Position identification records
_ _ _ _ _
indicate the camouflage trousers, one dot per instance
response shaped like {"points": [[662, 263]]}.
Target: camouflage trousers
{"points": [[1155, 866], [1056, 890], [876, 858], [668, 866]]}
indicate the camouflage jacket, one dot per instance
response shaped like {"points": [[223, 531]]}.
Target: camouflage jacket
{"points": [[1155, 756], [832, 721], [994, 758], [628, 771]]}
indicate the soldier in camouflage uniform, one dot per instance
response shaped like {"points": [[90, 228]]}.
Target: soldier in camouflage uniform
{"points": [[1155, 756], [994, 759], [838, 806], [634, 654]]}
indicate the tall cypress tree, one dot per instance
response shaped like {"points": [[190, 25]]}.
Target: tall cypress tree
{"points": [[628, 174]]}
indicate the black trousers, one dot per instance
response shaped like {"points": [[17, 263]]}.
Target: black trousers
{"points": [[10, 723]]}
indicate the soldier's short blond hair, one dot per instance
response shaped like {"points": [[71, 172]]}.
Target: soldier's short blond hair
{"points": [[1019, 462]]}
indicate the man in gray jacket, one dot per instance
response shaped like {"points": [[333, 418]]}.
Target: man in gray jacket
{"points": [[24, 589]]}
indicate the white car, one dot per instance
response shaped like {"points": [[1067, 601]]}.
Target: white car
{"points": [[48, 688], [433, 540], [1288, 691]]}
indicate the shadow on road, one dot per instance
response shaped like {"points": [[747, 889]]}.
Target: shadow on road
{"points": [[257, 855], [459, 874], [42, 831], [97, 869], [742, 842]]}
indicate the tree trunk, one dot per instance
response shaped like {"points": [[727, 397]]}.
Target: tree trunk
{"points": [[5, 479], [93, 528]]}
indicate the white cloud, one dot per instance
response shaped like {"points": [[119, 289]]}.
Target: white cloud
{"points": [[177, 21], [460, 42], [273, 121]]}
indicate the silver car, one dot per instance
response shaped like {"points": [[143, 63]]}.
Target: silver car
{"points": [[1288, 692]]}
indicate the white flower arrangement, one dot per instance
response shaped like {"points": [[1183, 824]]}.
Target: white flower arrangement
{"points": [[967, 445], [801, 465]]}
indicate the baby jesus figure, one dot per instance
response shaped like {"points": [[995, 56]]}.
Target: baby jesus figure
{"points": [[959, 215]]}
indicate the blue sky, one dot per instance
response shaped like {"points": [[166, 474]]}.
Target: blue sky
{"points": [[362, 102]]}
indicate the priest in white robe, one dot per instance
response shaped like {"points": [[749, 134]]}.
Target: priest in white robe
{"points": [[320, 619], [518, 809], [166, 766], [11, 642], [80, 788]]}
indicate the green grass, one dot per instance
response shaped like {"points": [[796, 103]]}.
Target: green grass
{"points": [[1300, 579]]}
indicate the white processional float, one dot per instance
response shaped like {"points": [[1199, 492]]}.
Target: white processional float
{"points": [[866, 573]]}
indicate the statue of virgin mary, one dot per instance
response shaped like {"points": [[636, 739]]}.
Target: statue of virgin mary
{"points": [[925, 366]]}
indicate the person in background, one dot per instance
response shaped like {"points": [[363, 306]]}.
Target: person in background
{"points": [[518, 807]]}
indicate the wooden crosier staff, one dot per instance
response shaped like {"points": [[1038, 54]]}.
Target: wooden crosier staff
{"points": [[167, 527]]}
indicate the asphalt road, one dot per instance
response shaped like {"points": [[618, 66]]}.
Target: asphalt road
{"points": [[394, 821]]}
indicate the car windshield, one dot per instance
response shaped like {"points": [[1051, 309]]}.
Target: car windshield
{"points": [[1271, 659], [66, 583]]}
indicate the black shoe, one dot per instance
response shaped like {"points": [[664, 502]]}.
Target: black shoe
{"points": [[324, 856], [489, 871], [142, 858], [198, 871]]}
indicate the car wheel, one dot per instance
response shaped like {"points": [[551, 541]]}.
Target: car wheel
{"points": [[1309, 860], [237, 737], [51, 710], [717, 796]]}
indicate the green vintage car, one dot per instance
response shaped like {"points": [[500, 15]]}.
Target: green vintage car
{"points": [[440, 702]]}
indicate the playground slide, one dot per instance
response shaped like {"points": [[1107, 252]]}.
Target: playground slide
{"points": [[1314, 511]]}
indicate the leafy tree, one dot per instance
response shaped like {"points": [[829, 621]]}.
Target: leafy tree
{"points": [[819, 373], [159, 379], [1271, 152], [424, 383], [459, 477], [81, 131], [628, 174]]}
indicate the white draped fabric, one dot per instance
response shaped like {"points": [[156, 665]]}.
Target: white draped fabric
_ _ _ _ _
- Stated task:
Your output consists solely of the lines from the one with "indicate the wooden" through the last line, copied exactly.

- Correct output:
indicate the wooden crosier staff, one dot per instance
response shaped like {"points": [[1038, 54]]}.
Target: wooden crosier staff
{"points": [[167, 527]]}
indicate the asphalt road, one dot per instance
response shaped like {"points": [[618, 66]]}.
Target: asphalt road
{"points": [[394, 821]]}
indicate the car windshield, one dot per instance
response shaped like {"points": [[1051, 309]]}.
Target: car windshield
{"points": [[1271, 659], [66, 583]]}
indicate the black shoe, one dot per instance
response shaped like {"points": [[664, 502]]}.
Target: black shoe
{"points": [[324, 856], [489, 871], [142, 858], [198, 871]]}
indicate the car wheel, one dot per instance
response shaped like {"points": [[551, 541]]}.
Target: car wheel
{"points": [[1309, 860], [237, 737], [51, 710], [717, 796]]}
indicate the green vintage car, one dot per instance
response shaped like {"points": [[500, 15]]}.
Target: green vintage car
{"points": [[440, 702]]}
indicate the playground slide, one dot per instance
response shaped like {"points": [[1107, 252]]}.
Target: playground slide
{"points": [[1314, 511]]}
indicate the leafy tree, one dot per instance
response shaped like {"points": [[829, 621]]}.
Target: leafy tree
{"points": [[819, 373], [159, 379], [1271, 152], [424, 383], [459, 477], [81, 131], [628, 174]]}
indicate the white draped fabric, one dot per instance
response shaped like {"points": [[156, 665]]}.
Target: white draped fabric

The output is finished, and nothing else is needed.